WORK TASK: All lines below containing the string "marking" are to be copied.

Stored records:
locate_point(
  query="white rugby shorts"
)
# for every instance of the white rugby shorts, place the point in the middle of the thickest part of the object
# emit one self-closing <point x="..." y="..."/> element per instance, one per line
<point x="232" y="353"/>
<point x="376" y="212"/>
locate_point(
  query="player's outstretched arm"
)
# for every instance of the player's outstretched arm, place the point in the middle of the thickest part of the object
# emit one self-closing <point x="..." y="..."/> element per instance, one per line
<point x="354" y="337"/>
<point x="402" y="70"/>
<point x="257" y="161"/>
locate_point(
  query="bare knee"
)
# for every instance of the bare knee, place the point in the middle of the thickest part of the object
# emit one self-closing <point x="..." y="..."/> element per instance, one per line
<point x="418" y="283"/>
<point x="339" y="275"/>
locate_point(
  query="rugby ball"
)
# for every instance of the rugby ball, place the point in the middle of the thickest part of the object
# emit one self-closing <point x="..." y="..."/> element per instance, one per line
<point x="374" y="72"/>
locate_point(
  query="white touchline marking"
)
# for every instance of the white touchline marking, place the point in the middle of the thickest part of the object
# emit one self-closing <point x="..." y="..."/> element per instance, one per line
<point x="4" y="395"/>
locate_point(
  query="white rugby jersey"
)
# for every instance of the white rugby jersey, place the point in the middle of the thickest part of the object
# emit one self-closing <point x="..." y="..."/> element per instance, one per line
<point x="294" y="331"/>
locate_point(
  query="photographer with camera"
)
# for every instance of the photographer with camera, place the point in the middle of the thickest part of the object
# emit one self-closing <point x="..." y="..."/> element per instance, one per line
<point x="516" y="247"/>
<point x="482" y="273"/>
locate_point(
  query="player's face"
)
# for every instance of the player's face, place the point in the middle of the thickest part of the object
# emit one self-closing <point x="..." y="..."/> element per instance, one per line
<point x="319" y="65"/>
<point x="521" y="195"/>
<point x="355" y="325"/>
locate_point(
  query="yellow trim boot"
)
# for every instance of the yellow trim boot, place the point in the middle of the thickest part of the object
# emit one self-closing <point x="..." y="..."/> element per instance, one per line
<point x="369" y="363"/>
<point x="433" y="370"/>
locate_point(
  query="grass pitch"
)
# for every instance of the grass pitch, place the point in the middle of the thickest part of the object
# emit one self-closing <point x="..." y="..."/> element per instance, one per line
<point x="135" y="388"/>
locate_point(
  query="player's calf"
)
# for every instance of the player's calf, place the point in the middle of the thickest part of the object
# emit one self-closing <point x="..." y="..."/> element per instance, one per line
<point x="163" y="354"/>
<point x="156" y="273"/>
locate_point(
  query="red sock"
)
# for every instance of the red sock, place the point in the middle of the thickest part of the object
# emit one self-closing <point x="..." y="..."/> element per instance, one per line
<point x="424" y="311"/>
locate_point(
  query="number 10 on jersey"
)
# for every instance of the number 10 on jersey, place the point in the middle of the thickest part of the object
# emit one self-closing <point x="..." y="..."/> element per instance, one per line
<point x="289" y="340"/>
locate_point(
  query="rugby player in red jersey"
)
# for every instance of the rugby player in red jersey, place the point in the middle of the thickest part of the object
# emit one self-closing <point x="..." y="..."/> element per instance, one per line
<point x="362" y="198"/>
--
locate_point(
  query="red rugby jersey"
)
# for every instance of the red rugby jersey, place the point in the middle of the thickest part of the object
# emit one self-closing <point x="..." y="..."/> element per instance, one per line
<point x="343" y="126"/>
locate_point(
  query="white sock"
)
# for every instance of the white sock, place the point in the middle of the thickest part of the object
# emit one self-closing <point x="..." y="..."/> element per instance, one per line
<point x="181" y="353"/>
* * *
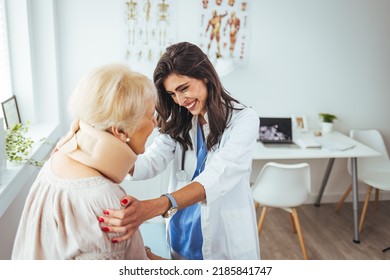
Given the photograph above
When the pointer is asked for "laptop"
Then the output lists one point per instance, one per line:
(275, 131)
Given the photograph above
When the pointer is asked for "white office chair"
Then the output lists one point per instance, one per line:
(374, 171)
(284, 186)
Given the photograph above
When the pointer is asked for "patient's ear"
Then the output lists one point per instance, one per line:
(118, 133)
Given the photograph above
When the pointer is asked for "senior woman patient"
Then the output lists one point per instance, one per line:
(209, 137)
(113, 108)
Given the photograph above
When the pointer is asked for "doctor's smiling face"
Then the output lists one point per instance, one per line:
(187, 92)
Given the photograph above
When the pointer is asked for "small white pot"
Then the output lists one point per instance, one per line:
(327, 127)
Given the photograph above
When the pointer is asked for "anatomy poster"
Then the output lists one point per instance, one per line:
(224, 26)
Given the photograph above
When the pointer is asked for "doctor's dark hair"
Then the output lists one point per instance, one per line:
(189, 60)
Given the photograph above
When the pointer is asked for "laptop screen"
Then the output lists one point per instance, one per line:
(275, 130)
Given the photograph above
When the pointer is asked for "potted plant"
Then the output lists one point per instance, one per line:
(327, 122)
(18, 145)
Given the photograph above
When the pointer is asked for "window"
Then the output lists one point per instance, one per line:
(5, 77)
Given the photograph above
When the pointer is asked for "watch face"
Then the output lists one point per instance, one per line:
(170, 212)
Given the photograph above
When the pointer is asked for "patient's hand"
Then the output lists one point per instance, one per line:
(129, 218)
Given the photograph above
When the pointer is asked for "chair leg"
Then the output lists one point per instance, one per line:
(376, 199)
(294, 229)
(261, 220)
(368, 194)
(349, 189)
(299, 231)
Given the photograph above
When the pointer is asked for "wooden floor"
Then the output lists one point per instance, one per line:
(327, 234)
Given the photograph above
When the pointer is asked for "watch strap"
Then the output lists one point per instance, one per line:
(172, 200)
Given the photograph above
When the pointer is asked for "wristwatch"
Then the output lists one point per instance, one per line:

COMPLETED TASK:
  query="white touchline marking"
# for every instance of the white touchline marking, place the point in the middle of the thickest part of the object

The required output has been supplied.